====== Exercise material

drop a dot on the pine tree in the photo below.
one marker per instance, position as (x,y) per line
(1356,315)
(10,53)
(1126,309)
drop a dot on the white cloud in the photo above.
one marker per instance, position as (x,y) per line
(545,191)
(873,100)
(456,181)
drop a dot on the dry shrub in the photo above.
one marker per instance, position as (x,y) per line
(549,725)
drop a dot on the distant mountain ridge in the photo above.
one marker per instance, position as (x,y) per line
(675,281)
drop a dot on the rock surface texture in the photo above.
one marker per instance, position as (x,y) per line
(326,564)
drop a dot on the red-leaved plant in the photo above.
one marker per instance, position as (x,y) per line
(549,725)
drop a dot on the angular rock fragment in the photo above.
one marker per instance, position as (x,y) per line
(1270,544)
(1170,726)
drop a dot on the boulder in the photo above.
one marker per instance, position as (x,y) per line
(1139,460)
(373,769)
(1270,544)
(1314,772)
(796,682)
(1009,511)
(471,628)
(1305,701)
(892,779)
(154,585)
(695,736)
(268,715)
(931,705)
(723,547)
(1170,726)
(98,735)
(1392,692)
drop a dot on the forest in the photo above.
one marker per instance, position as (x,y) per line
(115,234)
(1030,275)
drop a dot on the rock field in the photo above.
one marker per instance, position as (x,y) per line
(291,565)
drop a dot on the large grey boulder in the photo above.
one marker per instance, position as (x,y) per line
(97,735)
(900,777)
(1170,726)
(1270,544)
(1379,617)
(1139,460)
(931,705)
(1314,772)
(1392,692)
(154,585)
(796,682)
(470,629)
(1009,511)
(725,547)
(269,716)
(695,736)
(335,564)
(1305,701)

============

Copy out, word for word, the lines beginning with the line containing "drop a dot on the rock surface" and continuing through the last line of the items.

The completed task
drop a dot on the rock surface texture in the photo above.
one marker per instance, position as (x,y) per line
(326,564)
drop a dot on the red-leaved plant in the photo above.
one marker per instance, position as (x,y) per line
(549,725)
drop a dot on the angular rock fragment in the photo above.
one marker per instance, position as (x,y) per line
(1270,544)
(1170,726)
drop a dot on the boulder in the photo above.
one marker per instance, position as (x,y) per line
(1139,460)
(373,769)
(1270,544)
(1314,772)
(796,682)
(1009,511)
(471,628)
(1305,701)
(892,779)
(154,585)
(695,736)
(268,715)
(931,705)
(723,547)
(1170,726)
(98,735)
(1392,692)
drop a dot on the forest in the photo above.
one marker per instance, position as (x,y) per line
(115,234)
(1030,275)
drop a dot on the rock field in the photo above.
one marker per instance, position as (x,y) per line
(291,565)
drop a dot on the large grey boulder in the photo above.
one marker per instance, position as (x,y) per line
(97,735)
(900,777)
(1170,726)
(1270,544)
(1379,617)
(1139,460)
(931,705)
(1314,772)
(1392,692)
(154,585)
(796,682)
(470,629)
(1009,511)
(725,547)
(269,716)
(695,736)
(335,564)
(1305,701)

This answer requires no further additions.